29 de fevereiro de 2016
Por que as emissoras querem acabar com a Classificação Indicativa? Entrevista com Leopoldo Nogueira
Em nome da liberdade de expressão, emissoras não querem regras sobre os conteúdos a serem exibidos na TV. E não querem ser punidas caso veiculem conteúdos fora da faixa horária indicada pelo sistema de Classificação Indicativa. O julgamento da Ação Direita de Inconstitucionalidade no Supremo Tribunal Federal, que pode acontecer a qualquer momento, sinaliza um retrocesso para a garantia dos direitos de crianças e adolescentes. Afinal, por que precisamos da manutenção da Classificação Indicativa? Para falar sobre o tema, conversamos com o pedagogo Leopoldo Nogueira e Silva, Mestre em Educação e Comunicação pela UFSC e Doutorando em Educação e Infância pela mesma instituição. Criador do blogs Descobrincante, Leo também é integrante da Rede Brasileira Infância e Consumo e colabora ativamente para refletir sobre a influência dos meios de comunicação sobre crianças e adultos.
Por que precisamos da manutenção da Classificação Indicativa, com multas para as emissoras que veicularem conteúdo fora do horário adequado?
A pesquisa de opinião realizada pelo Instituto de Pesquisas Sociais, Políticas e Econômicas (Ipea) em 2014 – O comportamento das crianças/adolescentes e dos pais/responsáveis em relação ao uso das mídias – “mostrou que 94% dos entrevistados consideram a política de classificação indicativa do governo federal importante ou muito importante, e 71% acham muito importante que as emissoras de TV aberta respeitem a vinculação horária.”

******

### Partes do exercício
1. Liste todas as instituições e organizações citadas por nome próprio no texto sobre a Classificação Indicativa.
2. Reescreva em forma de lista, de modo mais curto, o parágrafo do texto sobre a Classificação Indicativa que começa com "Em nome da liberdade de expressão", mantendo as informações principais.
3. Prossiga com o texto sobre a Classificação Indicativa a partir do ponto em que ele termina.
O material reunido não tem relação com o texto sobre a Classificação Indicativa.

### Material reunido
******

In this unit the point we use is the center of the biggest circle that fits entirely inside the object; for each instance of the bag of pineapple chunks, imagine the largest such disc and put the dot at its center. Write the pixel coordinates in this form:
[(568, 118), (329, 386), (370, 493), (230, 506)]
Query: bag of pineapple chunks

******

### Respostas por tarefa
1.
- Supremo Tribunal Federal
- UFSC
- Rede Brasileira Infância e Consumo
- Instituto de Pesquisas Sociais, Políticas e Econômicas (Ipea)

2.
- Em nome da liberdade de expressão, as emissoras rejeitam regras sobre o que é exibido na TV e punições por exibir conteúdo fora da faixa horária indicada.
- O julgamento da ação de inconstitucionalidade no Supremo Tribunal Federal, que pode ocorrer a qualquer momento, indica um retrocesso para os direitos de crianças e adolescentes.
- O tema é discutido com o pedagogo Leopoldo Nogueira e Silva, mestre em Educação e Comunicação e doutorando em Educação e Infância pela UFSC.
- Ele criou o Descobrincante, integra a Rede Brasileira Infância e Consumo e colabora na reflexão sobre a influência dos meios de comunicação sobre crianças e adultos.

3.
A Classificação Indicativa, definida pelos critérios do Ministério da Justiça, apenas “orienta” pais e responsáveis sobre o conteúdo inadequado às diversas faixas etárias. Logo, a percepção dos entrevistados denota uma preocupação frente aos abusos cometidos, em especial pelas emissoras de TV desrespeitando os direitos de crianças e adolescentes à programação de qualidade e adequada a estes.
São diversos os documentos internacionais e nacionais que propugnam a proteção, promoção e defesa dos direitos das crianças e adolescentes, bem como pesquisas, artigos, textos e campanhas que abordam que crianças e adolescentes não estão “preparados” para acessar determinados conteúdos que agridem sua dignidade humana.
As advertências e multas aplicadas aos desrespeitos e violações aos direitos da infância e juventude, perpetrados pelas emissoras de TV, são recursos necessários e indispensáveis para que as empresas produtoras e veiculadoras de conteúdo pautem suas ações na observância da ética dos direitos humanos inalienáveis e conquistados em séculos de luta.
Qual é a importância do sistema que define horário e faixa etária para os programas com base no conteúdo sexual, violência ou uso de drogas da programação?
Aqueles que assessoram, constroem e definem o sistema que rege os princípios que determinam a Classificação Indicativa são profissionais altamente qualificados para tal, secundados pela legislação vigente no que diz respeito aos direitos da infância e juventude, e as especificidades e fragilidades das crianças e adolescentes em suas fases de desenvolvimento psicológico, social, afetivo, emocional, mental e também espiritual. Desenvolvimento humano, enfim.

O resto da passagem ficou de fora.